**Required work**
Pick out the lines below that include the string "point".

Stored data: Begin

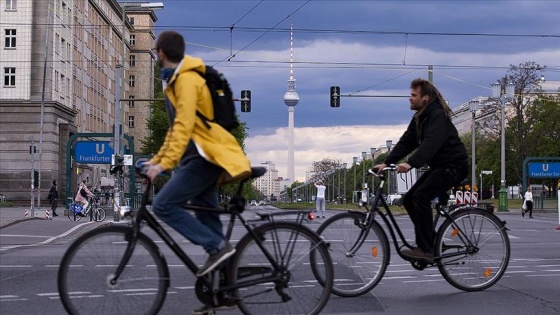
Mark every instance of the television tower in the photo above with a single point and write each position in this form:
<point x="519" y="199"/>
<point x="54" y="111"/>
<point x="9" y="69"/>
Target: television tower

Stored data: End

**The completed task**
Mark every instance of the television tower in the photo above with a single point and write each position in this form:
<point x="519" y="199"/>
<point x="54" y="111"/>
<point x="9" y="69"/>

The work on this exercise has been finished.